== Passage to read ==
━━━━━━

# Check monotonicity of results
This notebook is not an EDA notebook but rather a tool to check if the results in the vehicle_data table are monotonically decreasing.  

In [None]:
from core.sql_utils import get_sqlalchemy_engine
import pandas as pd
from sqlalchemy import text
import plotly.express as px

### Data extraction

In [None]:
engine = get_sqlalchemy_engine()
con = engine.connect()

with engine.connect() as connection:
    dbeaver_df = pd.read_sql(text("""SELECT v.vin, vd.timestamp, vd.odometer, vd.soh FROM vehicle_data vd
            join vehicle v
            on v.id = vd.vehicle_id;"""), con)





### Check monoticity

In [None]:
def soh_is_decreasing(df):
    s = df.sort_values("timestamp")["soh"]
    return (s.diff().dropna() <= 0).all()

━━━━━━

== Supplied information ==
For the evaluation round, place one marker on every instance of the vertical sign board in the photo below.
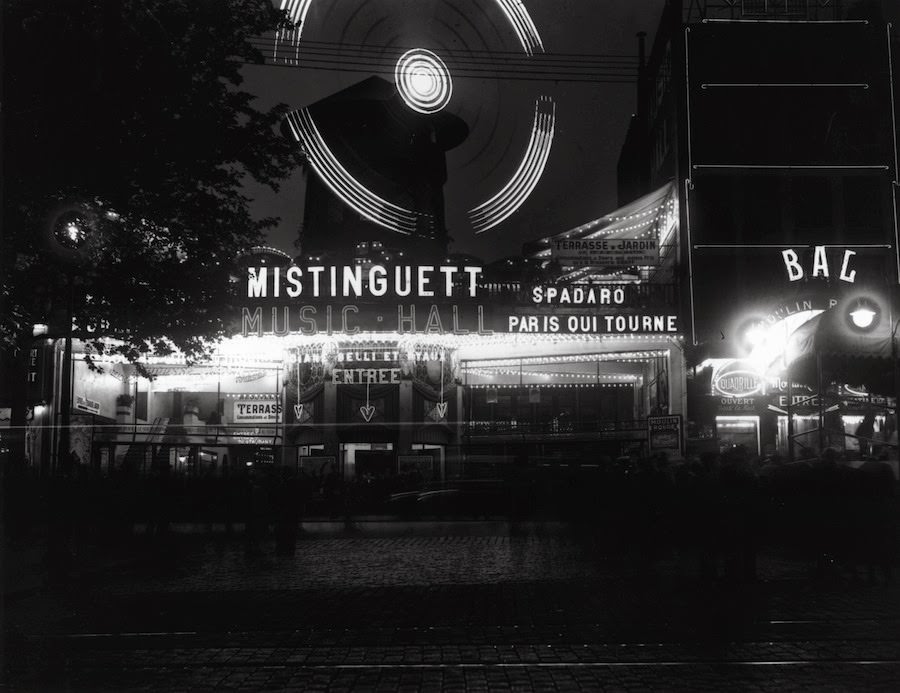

━━━━━━

== Goals ==
• 1. For each statement about the monotonicity notebook above, say yes or no and quote the words that decide it. (a) The notebook is meant for exploratory data analysis. (b) The query joins the vehicle_data table with the vehicle table. (c) The function soh_is_decreasing sorts the rows by odometer.
• 2. Proceed with the monotonicity notebook from the point where it stops.

== Per-task outputs ==
• 1.
(a) No: "This notebook is not an EDA notebook but rather a tool to check if the results in the vehicle_data table are monotonically decreasing."
(b) Yes: "join vehicle v" and "on v.id = vd.vehicle_id;"
(c) No: "s = df.sort_values("timestamp")["soh"]"

• 2.
montonic_mask_per_vin = (
    dbeaver_df.dropna(subset=['soh'])
    .sort_values(by='timestamp')
    .groupby("vin")
    .apply(soh_is_decreasing, include_groups=False)
    .to_frame("monotonically_decreasing")
    .reset_index(drop=False)
)


In [None]:
value_counts_per_vin = {
    "normalized": montonic_mask_per_vin["monotonically_decreasing"].value_counts(dropna=False, normalize=True),
    "absolute": montonic_mask_per_vin["monotonically_decreasing"].value_counts(dropna=False, normalize=False)
}
pd.concat(value_counts_per_vin, axis=1, keys=value_counts_per_vin.keys(), names=["value_counts_type"])

In [None]:
def soh_is_strictly_increasing(df):
    s = df.sort_values("timestamp")["soh"]
    if len(s) < 2:  # moins de 2 points => impossible de dire si c'est strictement croissant
        return False
    return (s.diff().dropna() > 0).all()

montonic_mask_per_vin = (
    dbeaver_df.dropna(subset=['soh'])
    .groupby("vin")
    .apply(soh_is_strictly_increasing, include_groups=False)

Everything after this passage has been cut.